## Task material:
□ □ □ □

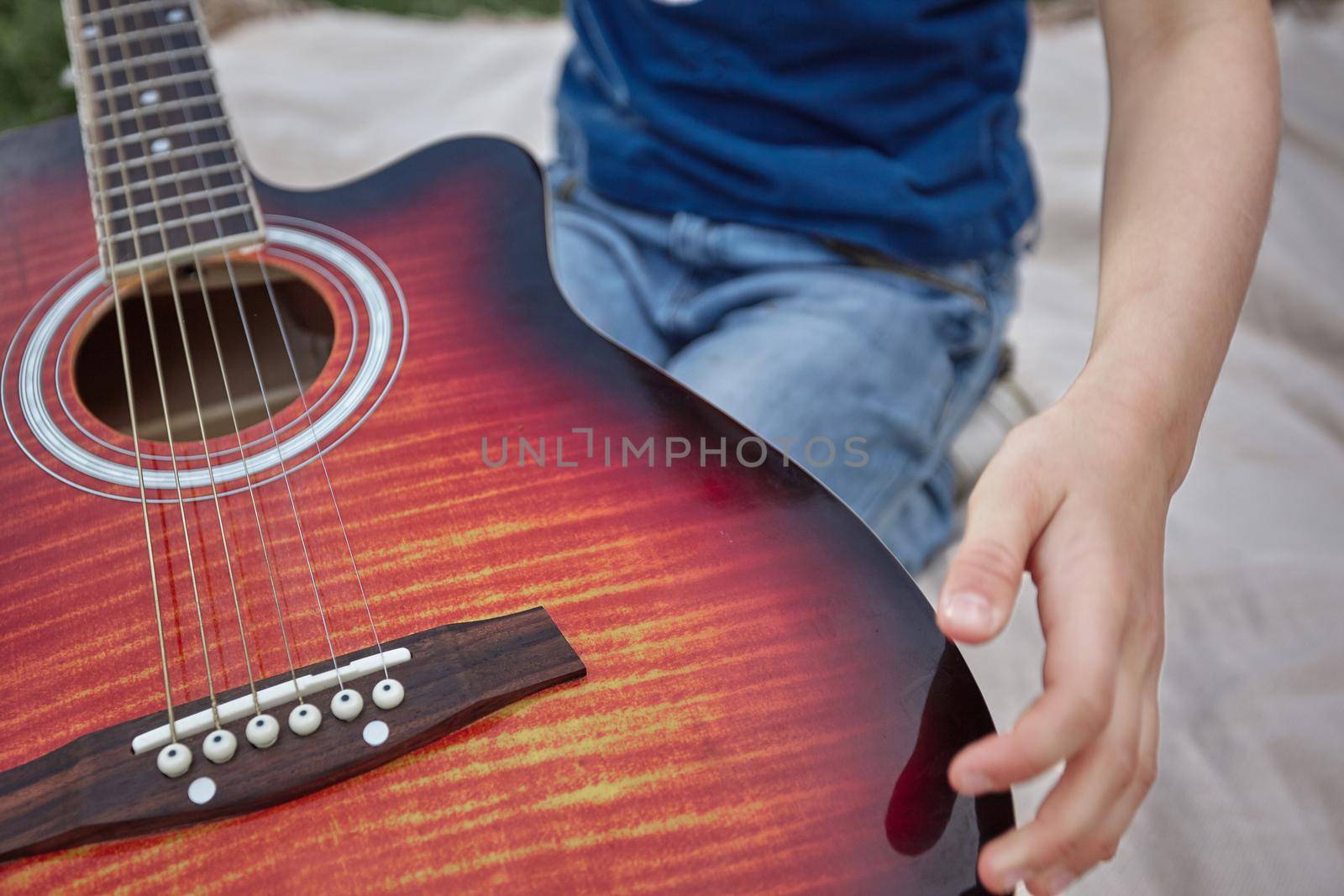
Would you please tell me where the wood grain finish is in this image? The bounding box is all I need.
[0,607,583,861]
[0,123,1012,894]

□ □ □ □

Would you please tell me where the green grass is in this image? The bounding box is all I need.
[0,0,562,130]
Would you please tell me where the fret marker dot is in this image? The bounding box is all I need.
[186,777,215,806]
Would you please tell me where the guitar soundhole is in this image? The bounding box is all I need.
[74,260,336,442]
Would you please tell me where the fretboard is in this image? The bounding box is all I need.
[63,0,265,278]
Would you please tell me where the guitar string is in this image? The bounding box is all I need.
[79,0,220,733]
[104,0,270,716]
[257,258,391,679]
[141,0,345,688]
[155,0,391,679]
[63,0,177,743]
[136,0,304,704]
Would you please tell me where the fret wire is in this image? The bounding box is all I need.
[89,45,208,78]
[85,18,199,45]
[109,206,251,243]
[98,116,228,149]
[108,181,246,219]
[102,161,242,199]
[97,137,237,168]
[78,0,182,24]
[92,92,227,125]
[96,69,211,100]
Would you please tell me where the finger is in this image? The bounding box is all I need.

□ □ □ □

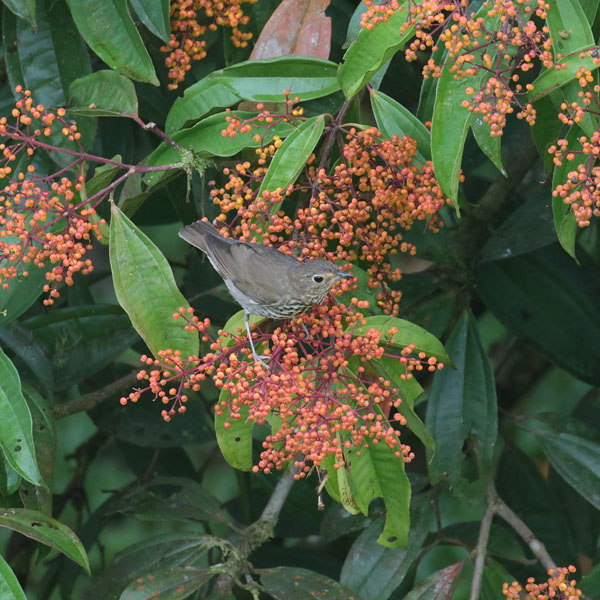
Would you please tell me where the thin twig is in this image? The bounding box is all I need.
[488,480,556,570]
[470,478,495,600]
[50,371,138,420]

□ □ □ □

## Problem to work on:
Convert the records starting at the line containing "Would you please tell me where the guitar soundhole" and ending at the line containing "[136,0,304,704]", both lines included, into a two-column CSV with the headers request and answer. Give one row per request, putting its text and its answer each in a single quoted field with line breaks replaced by spaces.

## Task response:
request,answer
"Would you please tell me where the guitar soundhole is in this image? The bounding box is all I need.","[74,260,336,442]"
"Would you please tell me where the fretboard is in this image? The bounding box is all I need.","[63,0,265,278]"
"Would you please tell me where the guitar string is in this image? The bounding box is all I need.","[79,0,220,733] [104,0,270,716] [257,258,391,679] [141,0,345,688] [155,0,391,679] [63,0,177,743] [136,0,304,704]"